======== Items

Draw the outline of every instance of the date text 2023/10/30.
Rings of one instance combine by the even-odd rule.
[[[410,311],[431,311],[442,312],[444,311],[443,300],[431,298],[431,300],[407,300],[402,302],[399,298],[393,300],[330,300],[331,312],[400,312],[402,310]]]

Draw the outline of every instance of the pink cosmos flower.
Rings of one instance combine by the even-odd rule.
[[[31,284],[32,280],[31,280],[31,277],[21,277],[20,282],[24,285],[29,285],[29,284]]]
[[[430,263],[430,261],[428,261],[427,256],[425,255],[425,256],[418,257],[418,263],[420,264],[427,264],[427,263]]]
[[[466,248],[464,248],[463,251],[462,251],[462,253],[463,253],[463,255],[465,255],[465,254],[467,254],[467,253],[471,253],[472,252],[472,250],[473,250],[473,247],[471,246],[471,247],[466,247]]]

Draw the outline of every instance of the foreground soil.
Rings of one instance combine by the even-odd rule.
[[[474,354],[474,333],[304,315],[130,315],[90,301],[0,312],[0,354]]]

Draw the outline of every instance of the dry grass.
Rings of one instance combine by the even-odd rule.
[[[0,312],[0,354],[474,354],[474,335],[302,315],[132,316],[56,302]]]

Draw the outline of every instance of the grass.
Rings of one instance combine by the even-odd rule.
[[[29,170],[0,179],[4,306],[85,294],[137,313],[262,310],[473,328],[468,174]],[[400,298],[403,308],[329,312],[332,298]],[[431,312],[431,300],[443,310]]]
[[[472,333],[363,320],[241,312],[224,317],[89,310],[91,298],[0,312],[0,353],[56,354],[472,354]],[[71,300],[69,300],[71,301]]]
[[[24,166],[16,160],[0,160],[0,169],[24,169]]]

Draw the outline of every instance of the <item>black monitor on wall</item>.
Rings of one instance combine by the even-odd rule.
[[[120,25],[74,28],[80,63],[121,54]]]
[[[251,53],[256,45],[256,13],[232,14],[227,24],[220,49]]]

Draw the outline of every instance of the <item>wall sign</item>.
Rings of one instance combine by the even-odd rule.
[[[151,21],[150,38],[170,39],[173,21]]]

================

What the exercise asks:
Your task is to print the whole listing again exactly.

Full answer:
Draw the outline of every instance of the date text 2023/10/30.
Rings of one instance combine by the even-odd rule.
[[[410,311],[431,311],[442,312],[444,311],[443,300],[431,298],[431,300],[407,300],[402,302],[399,298],[393,300],[330,300],[331,312],[400,312],[402,310]]]

Draw the outline of every instance of the pink cosmos flower.
Rings of one instance combine by the even-odd rule.
[[[31,284],[32,280],[31,280],[31,277],[21,277],[20,282],[24,285],[29,285],[29,284]]]
[[[430,263],[430,261],[428,261],[427,256],[425,255],[425,256],[418,257],[418,263],[420,264],[427,264],[427,263]]]
[[[466,248],[464,248],[463,251],[462,251],[462,253],[463,253],[463,255],[465,255],[465,254],[467,254],[467,253],[471,253],[472,252],[472,250],[473,250],[473,247],[471,246],[471,247],[466,247]]]

Draw the outline of every instance of the foreground soil.
Rings of one instance combine by the even-odd rule.
[[[474,354],[474,333],[304,315],[130,315],[90,301],[0,312],[0,354]]]

Draw the outline of every instance of the dry grass.
Rings of one instance combine by the even-odd rule.
[[[0,312],[0,354],[474,354],[474,335],[302,315],[132,316],[56,302]]]

Draw the outline of every instance of the grass.
Rings of one instance combine by the even-odd rule.
[[[29,170],[0,179],[4,306],[85,294],[137,313],[262,310],[473,328],[468,174]],[[400,298],[403,308],[329,312],[332,298]],[[431,312],[431,300],[443,310]]]
[[[472,333],[363,320],[241,312],[224,317],[89,310],[91,298],[0,312],[0,353],[56,354],[472,354]],[[71,300],[69,300],[71,301]]]
[[[24,166],[16,160],[0,160],[0,169],[24,169]]]

Draw the outline of every instance of the <item>black monitor on wall</item>.
Rings of one instance combine by the even-odd rule.
[[[120,25],[74,28],[80,63],[121,54]]]
[[[251,53],[256,45],[256,13],[232,14],[227,24],[220,49]]]

Draw the outline of every instance of the <item>wall sign</item>.
Rings of one instance combine by the even-odd rule.
[[[151,21],[150,38],[170,39],[173,21]]]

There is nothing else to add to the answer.